_작업 지시_
아래 페이지를 읽고 다음 물음에 답하세요.
(a) Goal 항목에서 feature matching의 대상으로 드는 이미지는 몇 개입니까?
(b) Dependencies 항목에 적힌 pytorch 버전은 무엇입니까?
(c) Model Configuration 코드에서 c5에 지정된 값은 얼마입니까?

_페이지_
[Goal]

  • 같은 공간이지만 view point가 많이 다른 2개의 이미지에 대한 robust feature matching을 할 수 있다.

[LightGlue Github page]


[Advantages]

  • GPU 소모가 많이 안들면서 feature matching 이 잘되는 model
  • Viewpoint가 많이 달라도 robust하게 feature matching 이 잘되는 model

[Dependencies]

python 3.8
pytorch 2.0.1
cuda 11.7
torchvision 0.15.2
einops 0.6.1
kornia 0.7.0
xformers 0.0.21
opencv-python
matplotlib

[Model Configuration]

def __init__(self, **conf):
    super().__init__()
    self.conf = {**self.default_conf, **conf}

    self.relu = nn.ReLU(inplace=True)
    self.pool = nn.MaxPool2d(kernel_size=2, stride=2)
    c1, c2, c3, c4, c5 = 64, 64, 128, 128, 256

    self.conv1a = nn.Conv2d(1, c1, kernel_size=3, stride=1, padding=1)
    self.conv1b = nn.Conv2d(c1, c1, kernel_size=3, stride=1, padding=1)
    self.conv2a = nn.Conv2d(c1, c2, kernel_size=3, stride=1, padding=1)
    self.conv2b = nn.Conv2d(c2, c2, kernel_size=3, stride=1, padding=1)
    self.conv3a = nn.Conv2d(c2, c3, kernel_size=3, stride=1, padding=1)
    self.conv3b = nn.Conv2d(c3, c3, kernel_size=3, stride=1, padding=1)
    self.conv4a = nn.Conv2d(c3, c4, kernel_size=3, stride=1, padding=1)
    self.conv4b = nn.Conv2d(c4, c4, kernel_size=3, stride=1, padding=1)

    self.convPa = nn.Conv2d(c4, c5, kernel_size=3, stride=1, padding=1)
    self.convPb = nn.Conv2d(c5, 65, kernel_size=1, stride=1, padding=0)

    self.convDa = nn.Conv2d(c4, c5, kernel_size=3, stride=1, padding=1)
    self.convDb = nn.Conv2d(
        c5, self.conf['descriptor_dim'],
        kernel_size=1, stride=1, padding=0)

    url = "https://github.com/cvg/LightGlue/releases/download/v0.1_arxiv/superpoint_v1.pth"
    self.load_state_dict(torch.hub.load_state_dict_from_url(url))

    mk = self.conf['max_num_keypoints']
    if mk is not None and mk <= 0:
        raise ValueError('max_num_keypoints must be positive or None')

def forward(self, data: dict) -> dict:
    """ Compute keypoints, scores, descriptors for image """

_표시된 자료_

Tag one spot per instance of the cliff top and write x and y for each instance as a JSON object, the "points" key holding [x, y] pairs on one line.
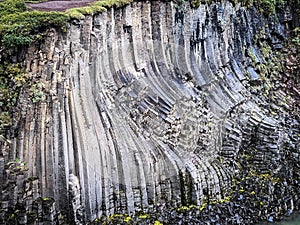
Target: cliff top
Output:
{"points": [[58, 5]]}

_정답_
(a) 2개
(b) 2.0.1
(c) 256